==== Data section
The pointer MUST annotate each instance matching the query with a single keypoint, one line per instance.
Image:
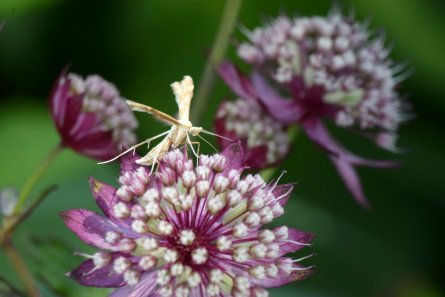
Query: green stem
(220, 44)
(267, 174)
(20, 267)
(34, 178)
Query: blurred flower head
(265, 141)
(336, 57)
(91, 117)
(310, 69)
(188, 230)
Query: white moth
(181, 128)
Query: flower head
(91, 117)
(324, 68)
(339, 57)
(265, 141)
(188, 230)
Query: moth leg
(206, 141)
(191, 145)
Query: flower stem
(34, 178)
(220, 44)
(267, 174)
(21, 269)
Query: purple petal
(256, 157)
(105, 277)
(283, 192)
(343, 160)
(236, 81)
(84, 125)
(72, 113)
(128, 162)
(90, 227)
(284, 110)
(145, 288)
(296, 240)
(104, 195)
(234, 157)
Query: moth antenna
(205, 140)
(217, 135)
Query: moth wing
(159, 115)
(183, 91)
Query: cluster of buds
(265, 140)
(310, 69)
(188, 230)
(336, 54)
(91, 117)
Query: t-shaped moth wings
(181, 128)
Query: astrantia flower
(91, 117)
(188, 231)
(332, 69)
(265, 141)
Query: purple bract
(188, 230)
(310, 69)
(91, 117)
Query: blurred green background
(142, 46)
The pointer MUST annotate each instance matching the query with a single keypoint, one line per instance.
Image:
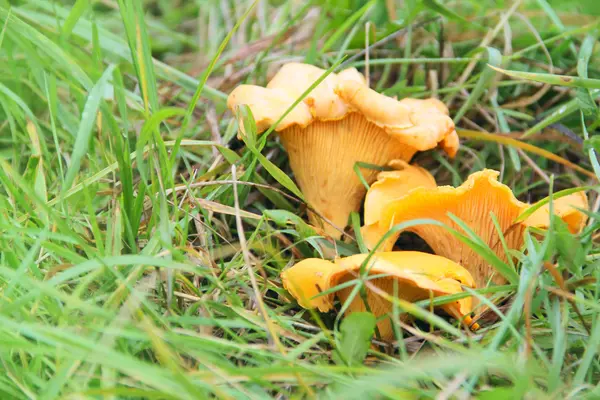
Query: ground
(135, 262)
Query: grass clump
(141, 242)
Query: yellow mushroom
(391, 185)
(473, 202)
(341, 122)
(418, 276)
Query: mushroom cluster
(339, 123)
(342, 122)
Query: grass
(141, 242)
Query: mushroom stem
(323, 156)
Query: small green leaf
(84, 133)
(356, 332)
(76, 13)
(570, 251)
(584, 96)
(494, 59)
(448, 13)
(247, 118)
(552, 79)
(285, 218)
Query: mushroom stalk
(341, 122)
(323, 156)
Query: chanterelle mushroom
========
### Problem statement
Reproduce every line of the material above verbatim, omitting the pictures.

### Exercise answer
The pointer MUST annotate each instance matching the query with a single keypoint, one line per instance.
Image:
Query: green stem
(220, 44)
(267, 174)
(20, 267)
(34, 178)
Query: blurred flower head
(265, 141)
(336, 57)
(91, 117)
(310, 69)
(188, 230)
Query: white moth
(181, 128)
Query: flower head
(91, 117)
(324, 68)
(339, 57)
(265, 141)
(188, 230)
Query: moth leg
(206, 141)
(191, 145)
Query: flower stem
(34, 178)
(220, 44)
(267, 174)
(21, 269)
Query: purple petal
(256, 157)
(105, 277)
(283, 192)
(343, 160)
(236, 81)
(84, 125)
(72, 113)
(128, 162)
(90, 227)
(284, 110)
(145, 288)
(296, 240)
(104, 195)
(234, 157)
Query: moth antenna
(205, 140)
(217, 135)
Query: moth wing
(159, 115)
(183, 91)
Query: cluster of buds
(265, 140)
(310, 69)
(188, 230)
(336, 54)
(91, 117)
Query: t-shaped moth wings
(181, 128)
Query: astrantia flower
(91, 117)
(188, 231)
(332, 69)
(265, 141)
Query: purple bract
(188, 230)
(310, 69)
(91, 117)
Query: blurred green background
(142, 46)
The pointer MUST annotate each instance matching the query with a single keypoint, one line per instance.
Image:
Query: ground
(135, 262)
Query: grass clump
(141, 242)
Query: yellow mushroom
(391, 185)
(473, 202)
(341, 122)
(418, 276)
Query: mushroom cluster
(339, 123)
(342, 122)
Query: grass
(141, 242)
Query: mushroom stem
(323, 156)
Query: small green leaf
(84, 133)
(356, 332)
(76, 13)
(570, 251)
(584, 96)
(494, 59)
(448, 13)
(247, 118)
(552, 79)
(285, 218)
Query: mushroom stalk
(341, 122)
(323, 156)
Query: chanterelle mushroom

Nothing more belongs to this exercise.